Excerpt:
┏━━

Date: Wed, 7 Jan 2004 08:52:03 -0700
From: "gshippen" <gshippen@xxxxxxxxxx.com>
Subject: Re: [VAL] Brad's Airstream/toilet opperation?

Hi Brad,

Nice work on the Trade Wind.  I noticed that the toilet is identical to the
toilet in my Globe Trotter.  Does it automatically fill with water or do you
turn on the knob manually to fill the bowl?  I haven't figured out if mine
is missing something or if it is a manual operation.

It is some what of a problem with our four year old...she likes to turn it
on but forgets to shut it off!

Gerald

------------------------------

Date: Wed, 7 Jan 2004 08:12:27 -0800
From: RJ.Dial@xxxxxxxxxx.com
Subject: [VAL] RE: FAQ's

I wrote the FAQ's on the VAC website while I was webmaster from
2000-2003.  As I know how much work they entail to maintain and update,
I moved them to my personal website last fall, and have updated them on
a regular basis since then.  They can be found at:

http://vintageairstream.com/FAQ/FAQ_index.html

I don't think my old version on the VAC site has been updated in awhile.

Later,
RJ
VintageAirstream.com

>
> Date: Wed, 07 Jan 2004 05:53:26 +0000
> From: hex-n-tex@xxxxxxxxxx.net
> Subject: [none]
>
> Regarding the FAQ page at the VAC site:
>
> www.airstream.net/FAQ/FAQ_index.html
>
> Very helpful and interesting stuff, Where did it come from? i.e. is a
> compilation of recieved posts or did one person or committee
> put it together
> etc?
>
> How long since it has been reviewed or added to and who to
> contact about
> possible errors?
>
> I was directed there by a link from another forum. When I
> later tried to find
> it I could not. finally found the original link and got back in.
> Is it in a part of the VAC site that is private for members
> only? Maybe I
> just didn't see a link on the VaC pages that I can access??

------------------------------

Date: Wed, 7 Jan 2004 08:15:49 -0800
From: RJ.Dial@xxxxxxxxxx.com
Subject: RE: [VAL] Dura Torque name plate?

The oblong plate is usually riveted on the aft curbside & painted over
black.  Now since you would have one of the very first Duratorques, they
may have not put them on the initial production (but kinda doubt it).

┗━━

Directive 1: According to the Airstream mailing list excerpt, during which years did RJ serve as webmaster of the VAC website?
Directive 2: Extend the Airstream mailing list excerpt with a few sentences that pick up right after its final line.

Point-based annotation data:

┏━━

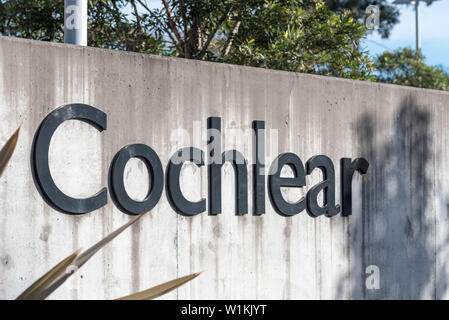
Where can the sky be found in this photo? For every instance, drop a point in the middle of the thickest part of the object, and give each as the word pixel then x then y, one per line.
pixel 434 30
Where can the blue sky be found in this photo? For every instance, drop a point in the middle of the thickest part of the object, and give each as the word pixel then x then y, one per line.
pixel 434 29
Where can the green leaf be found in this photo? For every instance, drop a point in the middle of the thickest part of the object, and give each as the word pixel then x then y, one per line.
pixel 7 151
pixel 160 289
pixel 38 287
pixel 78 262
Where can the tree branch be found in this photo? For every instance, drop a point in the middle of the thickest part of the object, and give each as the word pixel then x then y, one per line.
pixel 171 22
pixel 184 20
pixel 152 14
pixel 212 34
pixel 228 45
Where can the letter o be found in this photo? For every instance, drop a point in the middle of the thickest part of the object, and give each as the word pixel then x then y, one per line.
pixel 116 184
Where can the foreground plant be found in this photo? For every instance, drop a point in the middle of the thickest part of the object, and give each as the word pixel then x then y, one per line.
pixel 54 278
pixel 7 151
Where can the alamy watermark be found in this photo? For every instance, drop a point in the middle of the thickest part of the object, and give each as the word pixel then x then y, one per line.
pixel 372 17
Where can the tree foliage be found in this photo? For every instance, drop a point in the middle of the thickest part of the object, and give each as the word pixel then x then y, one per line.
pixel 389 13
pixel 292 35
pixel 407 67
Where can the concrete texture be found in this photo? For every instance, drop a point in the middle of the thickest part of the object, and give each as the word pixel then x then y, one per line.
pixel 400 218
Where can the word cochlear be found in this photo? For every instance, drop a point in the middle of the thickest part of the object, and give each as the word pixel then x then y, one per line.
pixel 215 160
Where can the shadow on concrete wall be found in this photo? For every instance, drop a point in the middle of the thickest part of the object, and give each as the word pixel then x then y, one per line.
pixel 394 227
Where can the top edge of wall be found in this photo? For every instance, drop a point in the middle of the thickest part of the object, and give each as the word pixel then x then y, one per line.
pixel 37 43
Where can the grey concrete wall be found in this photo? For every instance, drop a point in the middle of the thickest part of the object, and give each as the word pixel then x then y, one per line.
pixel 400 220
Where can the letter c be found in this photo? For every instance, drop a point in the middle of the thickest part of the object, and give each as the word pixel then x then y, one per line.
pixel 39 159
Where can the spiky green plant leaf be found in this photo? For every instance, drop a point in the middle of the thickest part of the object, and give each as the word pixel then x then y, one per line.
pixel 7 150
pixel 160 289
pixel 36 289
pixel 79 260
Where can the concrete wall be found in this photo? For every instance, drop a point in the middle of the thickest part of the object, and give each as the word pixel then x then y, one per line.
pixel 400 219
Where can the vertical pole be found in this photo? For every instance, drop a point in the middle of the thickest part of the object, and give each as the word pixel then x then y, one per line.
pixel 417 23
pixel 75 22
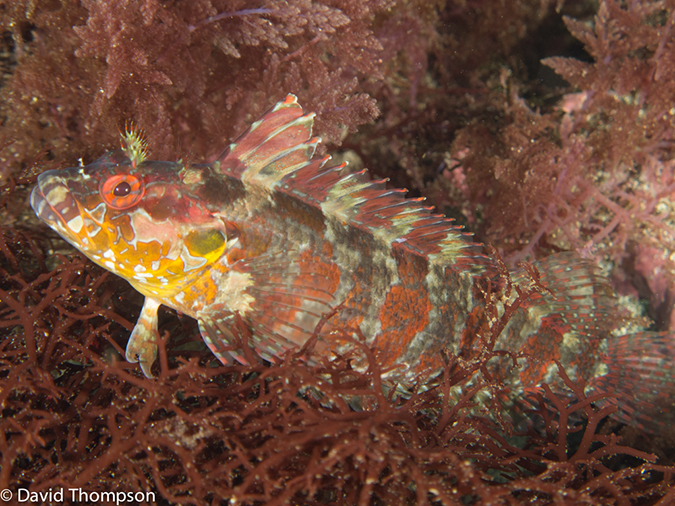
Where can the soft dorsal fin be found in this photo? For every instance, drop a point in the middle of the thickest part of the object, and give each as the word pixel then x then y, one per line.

┗━━

Exercise answer 1: From 2000 to 2003.

Exercise answer 2:
RJ

>
> Date: Wed, 07 Jan 2004 00:12:42 -0500
> From: John Sellers <sellersj@xxxxxxxxxx.com>
> Subject: [VAL] Dura Torque name plate?
>
> Gang,

>
> I don't remember seeing any nameplate when I had the brake drums off
> this summer for cleaning and repacking the wheel bearings.
> Earlier this
> evening I crawled under the trailer and had a pretty good look around
> and couldn't find anything that looked like an identifying plate.  (Of
> course, the fact that temperatures were in the single digits and wind
> chill below zero, and I was working in the dark with a flashlight,
> didn't help any.)
>
> What am I looking for, and where is it usually located?  Is it a
> full-blown name plate with a bunch of information on it, or just a
> number tag with a string of digits?  And where did they usually put
> them?
>
> Of course it could be that there was a nameplate at one time,
> but it has
> parted company with the axle some time in the last 44 years. . .
>
> Thanks,
>
> John Sellers
> 1960 Pacer
> WBCCI/VAC #1587
> Dayton, Ohio

------------------------------

Date: Wed, 7 Jan 2004 11:58:54 -0500
From: gillguy@xxxxxxxxxx.com
Subject: [VAL] 1970 Overlander

Hello ALL
While out soliciting business today I came across a 1970 Overlander for sale.
It's 27 foot, though the owner has a title that has it listed at 30 foot.
Serial number 127TOJ198.
It's in real nice shape though it needs some work, as most do.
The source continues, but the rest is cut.